= Document section =

The Tudors

I am the first to admit that I am… Old School? A little stuck in my ways? Ah, baloney on it…I ADMIT IT, I AM GETTING OLDER AND AM JUST PLAIN SLOW !!!

Now that my true confession is out of the way, I began watching “The Tudors” on Showtime On Demand. I chose this venue, because I was forewarned about the salacious (not gratuitous) sex scenes & choose to fast forward through them. Indeed, there is a lot of sex in that series, but to its credit, that is where most of the artistic license takes place. It is, I find, overall balanced and historically accurate.

The portrayal of St. Thomas More was impressive. It was honest about his attempt to stamp out heresy & subsequent burning of heretics at the stake, while remaining devout and true to Mother Church. The excesses of Cardinal Woolsey were not glossed over, nor was the sometimes appearance of a mundane attitude in Rome. The Catholic Church retained her holiness and, especially with Queen Katherine of Aragon, remained, for the most part, on higher ground. As I said, I believe most of it is fair in its description of that period of European history. It also accurately outlines & shows the birth of many of the myths held as beliefs by so many non Catholics (idolatry, superstitions, corrupted Scripture).

What surprises me the most & what I never knew, was just how heinous the persecution of Catholics in England turned out to be. I knew that Henry VIII suppressed Catholicism and declared himself head of the Church of England. I realize his motives were less than pure, but I was unaware of just how brutal he was in his suppression. It never occurred to me just how deeply maniacal & narcissistic the man he was. It doesn’t surprise me in the least that with that foundation, that church finds itself open to amoral doctrines that include women priests and gay marriage. I am even more so taken aback when I read that reigning Queen Elizabeth is so eager to “preserve” the spirit of Anglican history!

Bottom line, each time I hear people blame the Catholic Church for all of the ills in the world and rants about her jaded history with the Inquisition, Crusades, etc., I wonder why this story is not so much a fleeting thought. These kinds of atrocities are never discussed. It reminds me of the recent “pedophile priests” scandal. There are millions of pedophiles who are committing crimes everyday, and not all of them are Catholic priests. A member of the family is more likely to commit heinous crimes against children than the parish priest, but still, the media acts as if they all are. “The Tudors” has inspired me to become more knowledgeable & a better defender of My Faith.

= Provided entries =
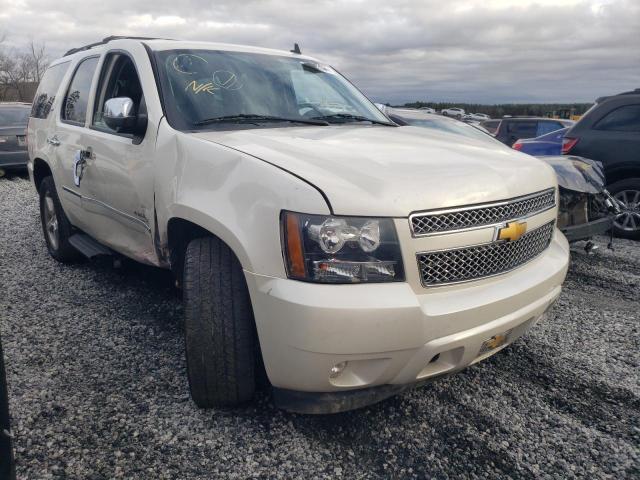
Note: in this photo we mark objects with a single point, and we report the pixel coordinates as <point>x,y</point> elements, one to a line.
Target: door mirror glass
...
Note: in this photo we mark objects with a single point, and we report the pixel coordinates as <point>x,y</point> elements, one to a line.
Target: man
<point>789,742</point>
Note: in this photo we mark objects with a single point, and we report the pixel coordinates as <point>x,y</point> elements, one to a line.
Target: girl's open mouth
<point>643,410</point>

= Challenge A =
According to the blog post, on which service did the writer watch "The Tudors"?
= Challenge B =
Find each line of the records that contains the string "Target", matching case exactly, and copy those lines.
The blog post and the records have nothing to do with each other.

= Task solution A =
Showtime On Demand.

= Task solution B =
Target: door mirror glass
Target: man
Target: girl's open mouth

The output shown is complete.